■ YOUR INSTRUCTIONS
Each entry needs to be repeated exactly, with nothing added or removed.

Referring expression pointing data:
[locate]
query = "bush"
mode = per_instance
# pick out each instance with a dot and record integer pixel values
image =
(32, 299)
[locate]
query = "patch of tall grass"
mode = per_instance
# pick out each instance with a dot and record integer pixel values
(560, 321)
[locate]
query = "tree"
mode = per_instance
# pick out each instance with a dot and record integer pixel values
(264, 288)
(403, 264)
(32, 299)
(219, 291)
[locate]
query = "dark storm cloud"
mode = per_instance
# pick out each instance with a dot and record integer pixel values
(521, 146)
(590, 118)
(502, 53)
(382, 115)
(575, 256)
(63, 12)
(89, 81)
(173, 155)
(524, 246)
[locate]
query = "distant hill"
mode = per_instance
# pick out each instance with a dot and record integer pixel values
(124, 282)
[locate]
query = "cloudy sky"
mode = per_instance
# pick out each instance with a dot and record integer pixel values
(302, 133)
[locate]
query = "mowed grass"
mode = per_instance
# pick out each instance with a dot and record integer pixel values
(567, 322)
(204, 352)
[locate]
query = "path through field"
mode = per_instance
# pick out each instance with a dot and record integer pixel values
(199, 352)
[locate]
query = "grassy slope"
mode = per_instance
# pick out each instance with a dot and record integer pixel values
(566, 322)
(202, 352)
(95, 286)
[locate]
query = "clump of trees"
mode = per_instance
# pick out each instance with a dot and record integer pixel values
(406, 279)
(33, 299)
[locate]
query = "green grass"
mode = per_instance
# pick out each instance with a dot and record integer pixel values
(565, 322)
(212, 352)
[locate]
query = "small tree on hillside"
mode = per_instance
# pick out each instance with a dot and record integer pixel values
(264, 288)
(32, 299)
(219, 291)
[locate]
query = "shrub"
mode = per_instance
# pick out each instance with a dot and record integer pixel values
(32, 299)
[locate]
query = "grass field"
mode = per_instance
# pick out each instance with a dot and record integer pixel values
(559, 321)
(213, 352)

■ TASK SOLUTION
[locate]
query = "bush"
mode = per_instance
# pick out each instance with a dot and record integer pixel values
image =
(32, 299)
[locate]
query = "patch of tall grass"
mode = per_instance
# pick out each instance with a dot and record integer pixel values
(560, 321)
[locate]
query = "tree"
mode = per_instance
# pick out each instance with a dot and record integer pixel values
(264, 288)
(403, 264)
(32, 299)
(219, 291)
[locate]
query = "dark storm cloud"
mode = per_instance
# pick out each instance with a dot and record integer pixel values
(521, 146)
(590, 118)
(502, 53)
(382, 115)
(575, 256)
(63, 12)
(89, 81)
(173, 155)
(524, 246)
[locate]
query = "distant hill"
mode = per_instance
# pick out each instance with a dot and record integer pixel values
(124, 282)
[locate]
query = "cloudy sky"
mode = per_instance
# pick out each instance with a dot and record integer pixel values
(302, 133)
[locate]
query = "mowed grass"
mode = per_instance
# pick out each instance with a dot and record integer pixel values
(567, 322)
(204, 352)
[locate]
query = "path through field"
mode = per_instance
# pick out each instance with a dot and record integer pixel values
(199, 352)
[locate]
query = "grassy slope"
mode = per_instance
# pick out each instance with a dot and record integer pixel values
(566, 322)
(202, 352)
(95, 286)
[locate]
query = "clump of trees"
mode = per_instance
# pick out each instance with a dot and record integer pixel values
(406, 279)
(33, 299)
[locate]
query = "green grass"
mode = per_instance
# pick out each instance with a dot and record integer pixel values
(565, 322)
(212, 352)
[locate]
query = "small tree on hillside"
mode = per_instance
# pick out each instance with a dot and record integer pixel values
(264, 288)
(32, 299)
(219, 291)
[locate]
query = "shrub"
mode = per_instance
# pick out each instance with a dot and record integer pixel values
(32, 299)
[locate]
query = "grass field"
mode = per_instance
# pick out each instance with a dot and record integer pixel values
(559, 321)
(213, 352)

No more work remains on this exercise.